Excerpted records:
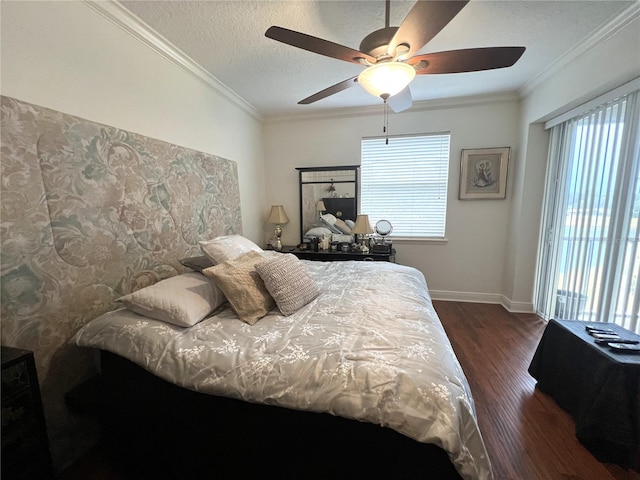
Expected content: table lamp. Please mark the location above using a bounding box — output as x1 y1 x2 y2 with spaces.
316 200 327 218
267 205 289 251
351 215 373 252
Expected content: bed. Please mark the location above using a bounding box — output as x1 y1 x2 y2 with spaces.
74 246 493 479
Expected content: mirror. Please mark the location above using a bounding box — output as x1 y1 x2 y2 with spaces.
296 165 360 242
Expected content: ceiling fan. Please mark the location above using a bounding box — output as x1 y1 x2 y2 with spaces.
265 0 525 113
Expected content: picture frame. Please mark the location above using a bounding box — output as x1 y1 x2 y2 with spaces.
458 147 511 200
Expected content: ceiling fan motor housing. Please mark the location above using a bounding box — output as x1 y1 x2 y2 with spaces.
359 27 398 63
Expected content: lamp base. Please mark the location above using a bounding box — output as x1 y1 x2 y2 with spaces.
273 225 282 252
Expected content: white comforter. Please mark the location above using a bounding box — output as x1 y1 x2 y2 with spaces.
75 262 493 479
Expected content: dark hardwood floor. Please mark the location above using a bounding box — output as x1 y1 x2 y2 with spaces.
60 301 640 480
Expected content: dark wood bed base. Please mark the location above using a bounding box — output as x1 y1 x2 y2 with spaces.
100 351 461 480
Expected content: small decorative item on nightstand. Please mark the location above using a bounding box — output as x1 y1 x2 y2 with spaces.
267 205 289 251
351 215 373 253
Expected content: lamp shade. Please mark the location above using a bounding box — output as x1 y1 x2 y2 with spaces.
351 215 373 235
267 205 289 224
358 62 416 98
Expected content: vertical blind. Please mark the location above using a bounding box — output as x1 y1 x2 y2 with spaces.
360 133 450 238
536 92 640 333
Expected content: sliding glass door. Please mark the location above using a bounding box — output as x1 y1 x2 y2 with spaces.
536 92 640 331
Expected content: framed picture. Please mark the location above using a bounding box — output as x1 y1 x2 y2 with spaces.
458 147 511 200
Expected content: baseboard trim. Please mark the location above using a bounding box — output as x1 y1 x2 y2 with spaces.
429 290 535 313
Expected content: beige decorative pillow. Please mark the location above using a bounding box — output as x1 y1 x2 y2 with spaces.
119 272 225 327
256 253 320 315
202 251 276 325
199 235 263 265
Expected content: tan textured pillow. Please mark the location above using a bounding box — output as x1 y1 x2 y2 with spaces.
202 251 276 325
256 253 320 315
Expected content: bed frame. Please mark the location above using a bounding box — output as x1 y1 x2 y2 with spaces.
100 351 461 480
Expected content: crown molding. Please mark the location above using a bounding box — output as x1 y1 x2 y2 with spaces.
82 0 263 120
264 91 520 124
519 1 640 97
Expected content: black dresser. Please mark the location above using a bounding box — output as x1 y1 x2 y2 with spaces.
2 347 54 480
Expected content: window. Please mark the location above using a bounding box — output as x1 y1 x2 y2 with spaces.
536 88 640 332
360 133 451 238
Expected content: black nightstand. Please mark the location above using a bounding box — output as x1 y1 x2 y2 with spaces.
282 246 396 263
2 347 54 480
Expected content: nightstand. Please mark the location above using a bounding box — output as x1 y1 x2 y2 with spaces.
2 347 54 480
282 246 396 263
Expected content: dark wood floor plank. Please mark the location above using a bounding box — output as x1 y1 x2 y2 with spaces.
434 301 640 480
59 301 640 480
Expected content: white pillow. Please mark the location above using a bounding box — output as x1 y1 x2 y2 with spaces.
199 235 263 265
320 213 336 225
119 272 226 327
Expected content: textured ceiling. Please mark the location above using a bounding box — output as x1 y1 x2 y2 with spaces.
120 0 640 117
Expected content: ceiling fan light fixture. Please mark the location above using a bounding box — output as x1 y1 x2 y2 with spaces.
358 62 416 98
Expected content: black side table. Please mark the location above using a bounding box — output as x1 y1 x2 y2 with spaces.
529 320 640 471
2 347 54 480
282 245 396 263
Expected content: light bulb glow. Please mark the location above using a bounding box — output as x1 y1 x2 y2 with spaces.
358 62 416 97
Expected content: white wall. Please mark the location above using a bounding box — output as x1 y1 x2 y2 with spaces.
265 10 640 311
505 11 640 309
0 1 265 470
0 1 265 244
265 95 519 301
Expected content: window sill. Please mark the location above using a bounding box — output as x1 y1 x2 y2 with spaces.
389 237 449 245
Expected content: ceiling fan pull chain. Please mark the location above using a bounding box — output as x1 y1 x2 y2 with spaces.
382 99 389 145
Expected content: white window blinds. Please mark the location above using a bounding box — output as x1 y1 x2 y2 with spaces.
360 133 451 238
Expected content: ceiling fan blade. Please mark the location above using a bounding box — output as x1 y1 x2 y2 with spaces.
407 47 525 75
387 85 413 113
387 0 469 60
298 76 358 105
265 26 376 65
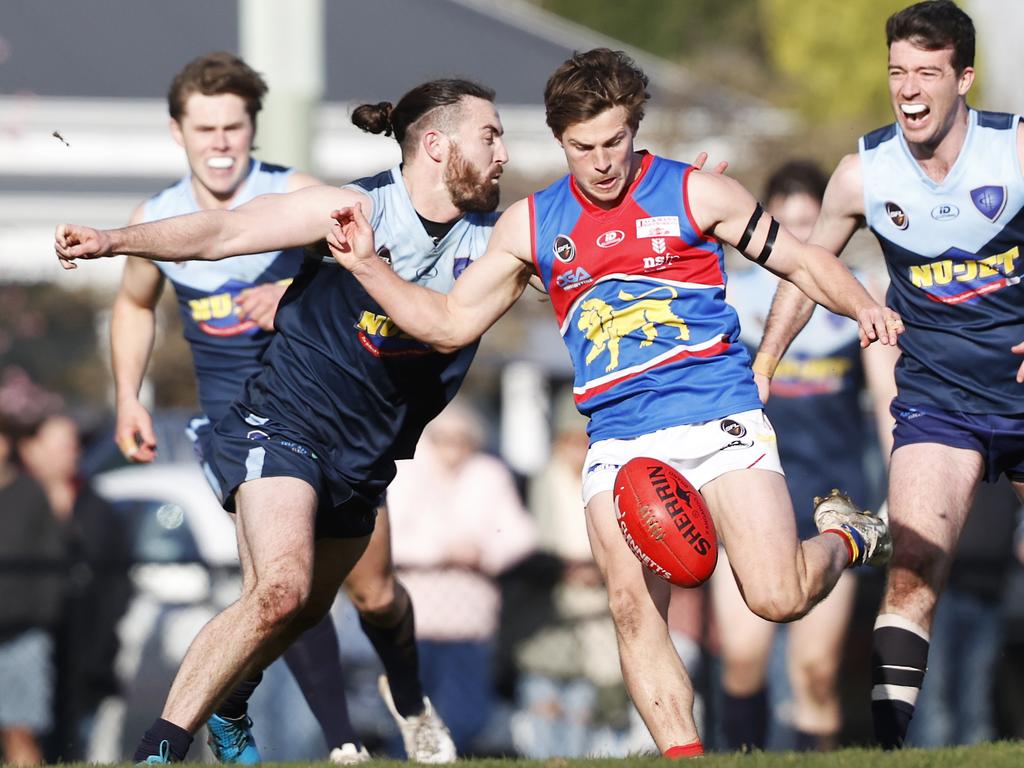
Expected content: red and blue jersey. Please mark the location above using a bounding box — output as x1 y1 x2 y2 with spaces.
860 110 1024 416
529 153 761 441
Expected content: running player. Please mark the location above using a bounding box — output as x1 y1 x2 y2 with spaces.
329 49 898 757
99 60 464 763
758 0 1024 749
712 161 898 750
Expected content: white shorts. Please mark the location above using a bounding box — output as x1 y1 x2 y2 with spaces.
583 409 785 504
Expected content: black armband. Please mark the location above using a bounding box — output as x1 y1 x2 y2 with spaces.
757 217 778 264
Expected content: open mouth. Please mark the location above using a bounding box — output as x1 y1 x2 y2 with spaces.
899 103 932 126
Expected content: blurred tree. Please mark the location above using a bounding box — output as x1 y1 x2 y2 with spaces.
758 0 909 125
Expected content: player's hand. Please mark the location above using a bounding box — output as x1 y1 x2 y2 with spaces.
857 304 906 348
234 283 288 331
53 224 111 269
754 374 771 404
693 152 729 173
327 203 377 271
1010 341 1024 384
114 400 157 464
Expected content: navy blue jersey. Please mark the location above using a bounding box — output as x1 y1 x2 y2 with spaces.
860 110 1024 415
232 168 497 504
143 161 302 421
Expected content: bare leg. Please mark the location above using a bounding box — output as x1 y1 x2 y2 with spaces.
871 442 983 749
700 469 849 622
587 492 698 753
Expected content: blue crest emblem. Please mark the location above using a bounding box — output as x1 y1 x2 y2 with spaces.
971 184 1007 221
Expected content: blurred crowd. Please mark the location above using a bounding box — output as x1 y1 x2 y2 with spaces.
0 372 1024 765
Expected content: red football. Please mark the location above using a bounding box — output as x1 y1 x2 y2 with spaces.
614 457 718 587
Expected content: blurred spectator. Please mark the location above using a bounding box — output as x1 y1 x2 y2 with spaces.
0 416 65 765
907 478 1020 746
387 400 536 755
17 415 132 762
513 395 627 759
712 161 895 750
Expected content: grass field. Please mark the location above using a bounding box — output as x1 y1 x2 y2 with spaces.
54 741 1024 768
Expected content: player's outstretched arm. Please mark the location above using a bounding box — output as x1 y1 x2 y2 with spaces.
54 186 370 269
328 200 532 352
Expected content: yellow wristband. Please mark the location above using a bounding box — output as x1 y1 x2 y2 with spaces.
751 352 778 379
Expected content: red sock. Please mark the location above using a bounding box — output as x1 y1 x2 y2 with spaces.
662 738 703 760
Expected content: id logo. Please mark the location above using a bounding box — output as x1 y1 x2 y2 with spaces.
555 266 593 291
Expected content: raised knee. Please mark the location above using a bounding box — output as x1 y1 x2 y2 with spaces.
249 579 309 632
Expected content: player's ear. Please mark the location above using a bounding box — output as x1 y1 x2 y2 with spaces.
420 130 450 163
168 118 185 146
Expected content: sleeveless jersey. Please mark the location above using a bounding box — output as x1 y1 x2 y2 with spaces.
241 167 498 504
860 110 1024 415
143 160 302 421
728 268 865 473
529 153 761 441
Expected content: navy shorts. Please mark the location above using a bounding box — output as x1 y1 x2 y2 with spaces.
890 399 1024 482
199 403 384 539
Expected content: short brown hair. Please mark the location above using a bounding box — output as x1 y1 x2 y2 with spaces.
544 48 650 138
886 0 975 75
167 51 266 124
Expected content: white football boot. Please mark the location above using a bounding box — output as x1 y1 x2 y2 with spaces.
814 488 893 567
330 741 370 765
377 675 458 764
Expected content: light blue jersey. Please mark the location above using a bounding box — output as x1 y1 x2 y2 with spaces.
860 110 1024 415
143 160 303 421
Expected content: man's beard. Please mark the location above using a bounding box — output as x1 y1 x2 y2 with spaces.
444 143 501 213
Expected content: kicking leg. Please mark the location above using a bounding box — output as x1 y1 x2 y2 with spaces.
871 442 983 750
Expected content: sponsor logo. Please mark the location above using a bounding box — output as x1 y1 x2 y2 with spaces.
719 419 746 437
637 216 679 239
971 184 1007 221
555 266 594 289
647 464 711 555
643 253 679 272
577 286 690 373
886 203 910 229
551 234 575 263
932 203 959 221
908 246 1021 304
597 229 626 248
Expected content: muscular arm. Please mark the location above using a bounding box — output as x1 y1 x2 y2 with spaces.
111 206 164 462
54 185 371 269
328 200 532 352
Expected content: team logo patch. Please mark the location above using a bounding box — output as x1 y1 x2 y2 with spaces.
720 419 746 437
637 216 679 238
971 184 1007 221
597 229 626 248
551 234 575 263
886 203 910 229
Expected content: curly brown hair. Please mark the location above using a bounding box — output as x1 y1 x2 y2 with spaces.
544 48 650 139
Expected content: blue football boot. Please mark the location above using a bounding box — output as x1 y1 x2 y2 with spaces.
206 715 260 765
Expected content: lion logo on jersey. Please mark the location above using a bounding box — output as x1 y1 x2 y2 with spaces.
577 286 690 373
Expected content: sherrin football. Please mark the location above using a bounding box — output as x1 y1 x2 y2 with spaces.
614 457 718 587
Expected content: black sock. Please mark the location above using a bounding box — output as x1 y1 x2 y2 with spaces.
722 688 768 750
215 672 263 720
285 615 362 749
871 613 929 750
132 720 193 763
359 600 423 718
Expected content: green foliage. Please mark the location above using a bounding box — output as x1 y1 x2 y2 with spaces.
758 0 907 123
534 0 761 60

The problem: Copy the lines from the one containing "Expected content: man's" through the end of the data, both ends included, reproducing them without any change.

Worked solution:
Expected content: man's beard. Please mark the location above using a bounding box — output as x1 y1 x2 y2 with spaces.
444 143 501 213
Expected content: kicking leg. Please mark the location above using a bounding box — output as x1 y1 x2 y2 with spaces.
871 442 983 750
Expected content: sponsor logo. Please mark the location above using a bounding box — output as x1 y1 x2 y2 with spaces.
719 419 746 437
637 216 679 239
971 184 1007 221
555 266 594 289
647 464 711 555
643 253 679 272
577 286 690 373
886 203 910 229
551 234 575 263
932 203 959 221
908 246 1021 304
597 229 626 248
Expected content: muscular arm. Please mark the location above using a bounding box — output as x1 y1 x2 y2 with spaces.
111 206 164 462
54 185 371 269
328 200 532 352
Expected content: team logo patch. Please mark the location above using a bounding box — output as x1 y1 x2 y2 with spaces.
720 419 746 437
637 216 679 238
971 184 1007 221
597 229 626 248
551 234 575 263
886 203 910 229
Expected content: curly brown hair. Please mark the location above using a bounding box — output as x1 y1 x2 y2 with spaces.
544 48 650 139
Expected content: blue football boot. Please mark the location above using a bounding box — output as x1 y1 x2 y2 with spaces.
206 715 260 765
Expected content: lion logo on jersey. Please mark the location above using a bounding box — output as x1 y1 x2 y2 with spaces.
577 286 690 373
Expected content: sherrin football. Please mark the location above using a bounding box — output as x1 y1 x2 y2 with spaces.
614 457 718 587
Expected content: black sock. Please mark the location above using a bounding box — output as x1 y1 x2 y2 with spaces.
722 688 768 750
215 672 263 720
285 615 362 749
871 613 929 750
132 720 193 763
359 600 423 718
Expected content: green foliage. Please mark the location above using a bounding box — output as x1 y1 x2 y2 with spaces.
758 0 907 123
534 0 761 60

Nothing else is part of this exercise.